Work instructions => Please write out the part of the sputtering passage starting with "[0021] When the" and going on through "of the disclosure.", keeping every word unchanged.

Text passage =>
========================================================================
The oxygen in configured for reacting with the titanium and the
chromium to form the color layer 3. In operation, a flow rate of
the oxygen can be adjusted to form a color layer 3 with varied
hardness. In this embodiment, a flow rate of the oxygen is in a
range from about 285 standard cubic centimeter per minute (sccm) to
about 315 sccm, for example 300 sccm. A flow rate of the argon is
in a range from about 190 sccm to about 210 sccm, for example 200
sccm.
[0019] In step 106, the target material is heated to reach a high
temperature. When the argon atoms are ionized. The argon ions
collide with atoms of the target materials simultaneously. The
atoms of the target materials get energy and momentum from the
argon ions, thus ejecting from the target materials to react with
the oxygen, and then reaching the second surface 2a of the bonding
layer 2 to be deposited thereon, forming the color layer 3. In this
embodiment, a working voltage of about 195 volts to about 205 volts
is applied during the magnetic sputtering process. The atoms of the
titanium target material get energy and momentum from the argon
ions with a sputter power of about 22 KW to about 28 KW, for
example, 25 KW. The atoms of the chromium target material get
energy and momentum from the argon ions with a sputter power at
about 5 KW.about.7 KW, for example, 6 KW. In this embodiment, the
shell 1 can be rotated to ensure the color layer 3 is uniformly
deposited on the bonding layer 2. The shell 1 can be rotated at a
speed of about 8 rpm to about 10 revolution per minute (rpm).
[0020] In step 108, the protective layer 4 is further formed on the
bonding layer 2 by applying for example, a spray.
[0021] When the protective layer 4 is formed on the color layer 3,
the golden enclosure 10 is obtained.
[0022] It is understood that the above-described embodiment are
intended to illustrate rather than limit the disclosure. Variations
may be made to the embodiment without departing from the spirit of
the disclosure. Accordingly, it is appropriate that the appended
claims be construed broadly and in a manner consistent with the
scope of the disclosure.
* * * * *
========================================================================
Given information =>
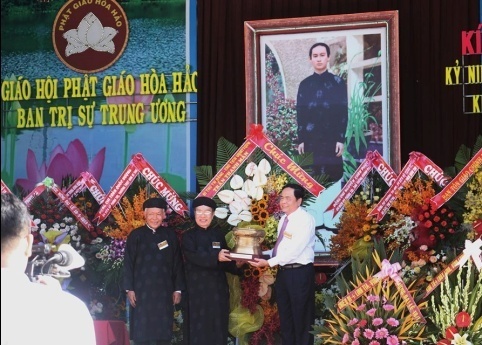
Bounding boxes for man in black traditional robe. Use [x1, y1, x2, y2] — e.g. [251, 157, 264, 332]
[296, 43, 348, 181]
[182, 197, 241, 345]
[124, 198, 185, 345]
========================================================================
Result for this exercise =>
[0021] When the protective layer 4 is formed on the color layer 3,
the golden enclosure 10 is obtained.
[0022] It is understood that the above-described embodiment are
intended to illustrate rather than limit the disclosure. Variations
may be made to the embodiment without departing from the spirit of
the disclosure. Accordingly, it is appropriate that the appended
claims be construed broadly and in a manner consistent with the
scope of the disclosure.